[Exercise directions]:
Retype exactly the lines that run from the line with "For the evaluation set, spot each instance of the wooden" to the final line of the entries, keeping both ends and nothing else.

[Records to process]:
+ + + + + + +

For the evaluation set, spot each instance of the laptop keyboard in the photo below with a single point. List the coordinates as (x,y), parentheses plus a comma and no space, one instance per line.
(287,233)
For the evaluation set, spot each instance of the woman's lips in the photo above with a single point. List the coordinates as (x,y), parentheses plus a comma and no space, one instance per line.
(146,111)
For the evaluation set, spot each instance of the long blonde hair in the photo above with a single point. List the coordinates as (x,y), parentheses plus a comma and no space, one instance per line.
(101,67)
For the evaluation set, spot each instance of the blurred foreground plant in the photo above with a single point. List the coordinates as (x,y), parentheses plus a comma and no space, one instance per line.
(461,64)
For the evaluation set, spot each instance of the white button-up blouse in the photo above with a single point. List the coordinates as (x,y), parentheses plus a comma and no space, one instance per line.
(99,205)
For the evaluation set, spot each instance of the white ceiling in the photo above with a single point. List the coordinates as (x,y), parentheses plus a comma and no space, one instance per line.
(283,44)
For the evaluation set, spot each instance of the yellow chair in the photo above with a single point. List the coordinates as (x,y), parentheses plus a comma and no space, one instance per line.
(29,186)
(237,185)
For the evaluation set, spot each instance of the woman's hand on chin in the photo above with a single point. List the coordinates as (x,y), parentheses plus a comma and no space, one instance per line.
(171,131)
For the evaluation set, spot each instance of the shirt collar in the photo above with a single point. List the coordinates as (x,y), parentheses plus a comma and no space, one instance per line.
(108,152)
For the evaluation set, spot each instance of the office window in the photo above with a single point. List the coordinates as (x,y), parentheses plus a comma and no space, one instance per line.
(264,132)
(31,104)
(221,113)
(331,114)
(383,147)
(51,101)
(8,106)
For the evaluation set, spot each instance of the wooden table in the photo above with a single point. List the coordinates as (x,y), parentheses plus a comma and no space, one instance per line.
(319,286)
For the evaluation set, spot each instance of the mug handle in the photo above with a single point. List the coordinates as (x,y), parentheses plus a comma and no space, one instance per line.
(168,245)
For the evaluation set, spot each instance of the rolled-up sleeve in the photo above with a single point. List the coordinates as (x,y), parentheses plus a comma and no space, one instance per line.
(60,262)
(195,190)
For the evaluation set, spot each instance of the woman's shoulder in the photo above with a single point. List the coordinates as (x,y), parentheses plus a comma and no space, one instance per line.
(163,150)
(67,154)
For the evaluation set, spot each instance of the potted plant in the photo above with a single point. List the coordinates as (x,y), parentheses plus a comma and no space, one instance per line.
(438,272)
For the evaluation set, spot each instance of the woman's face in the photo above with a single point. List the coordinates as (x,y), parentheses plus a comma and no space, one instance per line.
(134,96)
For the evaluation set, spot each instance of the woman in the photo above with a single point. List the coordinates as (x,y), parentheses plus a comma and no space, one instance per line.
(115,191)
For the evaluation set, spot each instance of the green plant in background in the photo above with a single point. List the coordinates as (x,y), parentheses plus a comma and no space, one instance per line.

+ + + + + + +

[Response to this task]:
For the evaluation set, spot each instance of the wooden table in the photo above with a single point. List the coordinates as (x,y), parentheses plus a comma and no space, one instance per line.
(319,286)
For the evaluation set, spot each instance of the mug handle in the photo above with a single point. List the coordinates as (x,y), parentheses plus a comma and no space, one instance per line.
(168,245)
For the evaluation set, spot each instance of the rolled-up sleeve in the photo above with a single point. List the coordinates as (x,y), parentheses plus a comma and no space, one instance per line.
(60,262)
(195,190)
For the evaluation set, spot each instance of the woman's shoulder in the photo above with a single point. List the coordinates as (x,y), parentheses plus a comma and no space, one instance per line.
(163,150)
(67,154)
For the evaluation set, spot each instance of the potted plant in the photo above with a single point. List the coordinates as (x,y), parentheses plus a comma and no space, one instance per line.
(438,272)
For the evaluation set, spot each instance of the woman's face in the photo above with a single point. List the coordinates as (x,y), parentheses plus a comma and no space, one instance per line.
(134,96)
For the evaluation set, spot each instance of the woman in the photo above with a single point. List the coordinates as (x,y), parentheses plus a comma and no space, one instance per line.
(115,191)
For the evaluation set, spot each instance of the green plant in background in the photo above with a single point. List the coordinates as (x,y), parentheses plus a comma and no space, one instance per line.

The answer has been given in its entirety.